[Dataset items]

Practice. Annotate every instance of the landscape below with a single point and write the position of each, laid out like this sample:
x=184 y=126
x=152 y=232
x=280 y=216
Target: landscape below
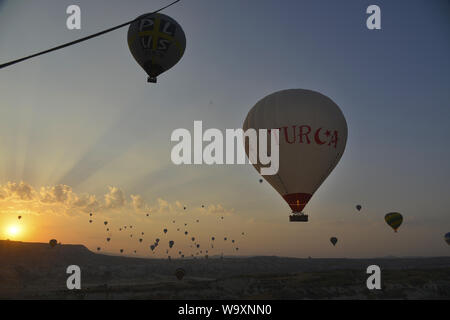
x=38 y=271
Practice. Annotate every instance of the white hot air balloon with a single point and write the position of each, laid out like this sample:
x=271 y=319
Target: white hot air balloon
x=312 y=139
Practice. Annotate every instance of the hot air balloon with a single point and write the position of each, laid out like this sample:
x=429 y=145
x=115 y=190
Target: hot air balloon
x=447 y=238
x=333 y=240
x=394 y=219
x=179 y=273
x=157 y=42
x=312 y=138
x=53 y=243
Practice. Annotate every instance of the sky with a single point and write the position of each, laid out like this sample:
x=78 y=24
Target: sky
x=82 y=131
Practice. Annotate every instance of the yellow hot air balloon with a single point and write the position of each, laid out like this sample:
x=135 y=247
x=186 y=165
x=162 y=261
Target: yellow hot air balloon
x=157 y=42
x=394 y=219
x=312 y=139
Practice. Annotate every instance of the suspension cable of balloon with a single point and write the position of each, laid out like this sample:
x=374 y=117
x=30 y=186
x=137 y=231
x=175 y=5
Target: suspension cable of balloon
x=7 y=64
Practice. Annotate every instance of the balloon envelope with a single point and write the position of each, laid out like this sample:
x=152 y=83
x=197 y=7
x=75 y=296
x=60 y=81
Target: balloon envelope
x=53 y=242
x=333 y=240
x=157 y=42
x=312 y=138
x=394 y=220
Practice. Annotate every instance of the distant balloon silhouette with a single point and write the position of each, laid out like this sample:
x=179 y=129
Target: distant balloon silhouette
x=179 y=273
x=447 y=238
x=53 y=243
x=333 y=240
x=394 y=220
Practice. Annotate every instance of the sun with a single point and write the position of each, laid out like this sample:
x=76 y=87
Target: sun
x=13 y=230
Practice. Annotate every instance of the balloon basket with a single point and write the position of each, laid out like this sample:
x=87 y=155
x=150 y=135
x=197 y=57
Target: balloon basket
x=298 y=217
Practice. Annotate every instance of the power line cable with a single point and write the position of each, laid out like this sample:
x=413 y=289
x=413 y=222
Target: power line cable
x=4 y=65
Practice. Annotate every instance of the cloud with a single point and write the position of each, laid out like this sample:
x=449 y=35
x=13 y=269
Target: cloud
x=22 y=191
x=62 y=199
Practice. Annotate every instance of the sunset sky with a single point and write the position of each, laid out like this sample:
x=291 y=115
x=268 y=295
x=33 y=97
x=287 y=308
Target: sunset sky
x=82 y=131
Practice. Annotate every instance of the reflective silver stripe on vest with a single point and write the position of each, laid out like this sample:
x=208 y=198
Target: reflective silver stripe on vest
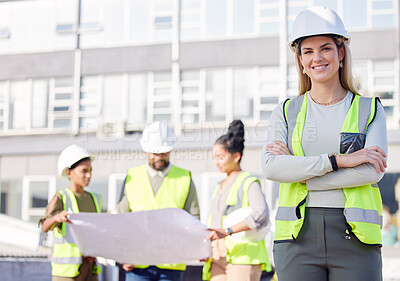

▸ **The task**: Transcribe all of the material above verbatim, line for line, omitting the pictures.

▸ **Exercise response**:
Practice. Annotate every instance of the landscape below with a single point and write the position of each, laid out like this sample:
x=184 y=126
x=152 y=232
x=280 y=216
Target: landscape below
x=38 y=271
Practice. Annotate every instance of the white hot air balloon with a single point and write the position of each, laid out like this sample:
x=271 y=319
Target: white hot air balloon
x=312 y=139
Practice. Annotate every instance of the hot air balloon with a single point and write the position of each, laid out like this sample:
x=429 y=145
x=115 y=190
Target: hot air balloon
x=447 y=238
x=333 y=240
x=394 y=219
x=179 y=273
x=157 y=42
x=312 y=138
x=53 y=243
Practice. Annotate every instance of the sky with a single point and write the position of each, laid out like this sample:
x=78 y=24
Target: sky
x=82 y=131
Practice. Annotate every instance of the yellow hot air balloon with a single point and write the position of each, laid out like this sample:
x=135 y=247
x=186 y=165
x=162 y=261
Target: yellow hot air balloon
x=157 y=42
x=394 y=219
x=312 y=139
Practice. Annotate every instance of the suspension cable of balloon with a single point and write the position of each, laid out like this sample:
x=374 y=117
x=30 y=186
x=137 y=231
x=175 y=5
Target: suspension cable of balloon
x=7 y=64
Practice. Annotate every instance of the balloon envelope with a single point and write the position of each, laid out like this sample:
x=152 y=83
x=197 y=7
x=75 y=296
x=60 y=81
Target: balloon envelope
x=53 y=242
x=333 y=240
x=157 y=42
x=312 y=138
x=394 y=220
Practice. Annotate every instance of the distant balloon silhouette with a single point and write the position of each, laid out like this sample:
x=179 y=129
Target: distant balloon silhouette
x=179 y=273
x=447 y=238
x=53 y=243
x=333 y=240
x=394 y=220
Practice. Annotate every instance of the sun with a single point and write the position of each, laid out like this sample:
x=76 y=87
Target: sun
x=13 y=230
Practice. Annotate every instance of the balloon basket with a single point and write the position of each, laid out like this sample:
x=87 y=155
x=150 y=135
x=197 y=57
Target: balloon basket
x=298 y=217
Practice. Annotate every instance of the power line cable with a single point and write the position of each, laid out like this sample:
x=413 y=289
x=413 y=222
Target: power line cable
x=4 y=65
Practice. Annotate every instance of the cloud with a single point and write the position of each, laid out like this sample:
x=449 y=35
x=13 y=269
Target: cloud
x=22 y=191
x=62 y=199
Practice. Annotate every instance of the sunset sky with a single point and write the position of each, laid out like this sample:
x=291 y=115
x=268 y=295
x=33 y=97
x=287 y=308
Target: sunset sky
x=82 y=131
Practice. Annotate every instance of the reflective silver stripe on vest with a single point and write the position of each, laid out like this sample:
x=208 y=198
Target: reflective silver stripe on vest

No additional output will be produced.